• WORK INSTRUCTIONS:
Copy each entry below exactly as it reads.

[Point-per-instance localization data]
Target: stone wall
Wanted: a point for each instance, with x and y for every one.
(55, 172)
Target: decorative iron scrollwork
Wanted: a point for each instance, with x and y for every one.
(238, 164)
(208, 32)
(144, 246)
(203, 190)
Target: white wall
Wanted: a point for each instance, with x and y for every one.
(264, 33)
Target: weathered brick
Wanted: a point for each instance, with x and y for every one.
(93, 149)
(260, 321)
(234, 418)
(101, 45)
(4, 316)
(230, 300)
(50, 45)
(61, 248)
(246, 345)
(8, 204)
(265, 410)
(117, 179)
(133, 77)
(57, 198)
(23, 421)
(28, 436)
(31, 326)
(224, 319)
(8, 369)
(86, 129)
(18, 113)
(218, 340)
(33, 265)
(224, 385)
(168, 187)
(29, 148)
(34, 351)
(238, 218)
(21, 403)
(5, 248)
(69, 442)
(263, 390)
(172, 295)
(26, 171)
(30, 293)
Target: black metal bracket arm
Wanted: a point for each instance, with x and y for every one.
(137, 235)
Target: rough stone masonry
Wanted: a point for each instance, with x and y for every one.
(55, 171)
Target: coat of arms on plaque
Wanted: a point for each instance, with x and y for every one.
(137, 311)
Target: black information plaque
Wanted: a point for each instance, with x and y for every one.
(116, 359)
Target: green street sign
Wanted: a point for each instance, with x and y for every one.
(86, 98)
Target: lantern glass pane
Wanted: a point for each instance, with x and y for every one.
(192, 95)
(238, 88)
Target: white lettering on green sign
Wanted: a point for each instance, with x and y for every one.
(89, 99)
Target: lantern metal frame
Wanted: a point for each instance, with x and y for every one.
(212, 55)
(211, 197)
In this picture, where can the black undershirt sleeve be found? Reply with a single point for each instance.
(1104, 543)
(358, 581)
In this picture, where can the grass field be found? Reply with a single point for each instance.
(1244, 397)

• OUTPUT FOR THIS EXERCISE:
Target: stone wall
Wanted: a point for each instance, with x and y for every one.
(55, 172)
Target: decorative iron scrollwork
Wanted: a point for each instance, with x and y for every one.
(238, 164)
(208, 32)
(144, 246)
(203, 190)
Target: white wall
Wanted: a point for each instance, with x and y for every one.
(264, 33)
Target: weathered brick
Wanted: a point for each instance, with x and y for every one.
(93, 149)
(260, 321)
(234, 418)
(101, 45)
(4, 316)
(230, 300)
(50, 45)
(61, 248)
(246, 345)
(8, 204)
(265, 410)
(117, 179)
(133, 77)
(57, 198)
(23, 421)
(28, 436)
(31, 326)
(224, 319)
(8, 369)
(86, 129)
(18, 113)
(218, 340)
(33, 265)
(224, 385)
(168, 187)
(29, 148)
(34, 351)
(238, 218)
(21, 403)
(5, 248)
(69, 442)
(263, 390)
(172, 295)
(26, 171)
(30, 293)
Target: black metal bracket arm
Wanted: a point for each instance, with x and y for every one.
(137, 235)
Target: rough stone masonry
Wanted: a point for each instance, with x and y for every one.
(55, 171)
Target: coat of arms on plaque
Wanted: a point for each instance, with x and y for every one.
(137, 311)
Target: black information plaque
Wanted: a point for each instance, with x and y for every one.
(116, 359)
Target: green street sign
Wanted: a point for each instance, with x and y for every one.
(86, 98)
Target: lantern glass pane
Wanted: a point for each instance, with x and y for every one.
(192, 95)
(238, 88)
Target: white lettering on green sign
Wanted: a point for each instance, with x and y for every one.
(89, 99)
Target: lantern metal frame
Wanted: a point for each instance, with x and y for every one.
(212, 55)
(211, 197)
In this picture, where can the black undershirt sleeve be found? Reply with a single point for each instance.
(1104, 543)
(358, 581)
In this picture, where can the grass field be found? Reply with a single point for each instance.
(1244, 397)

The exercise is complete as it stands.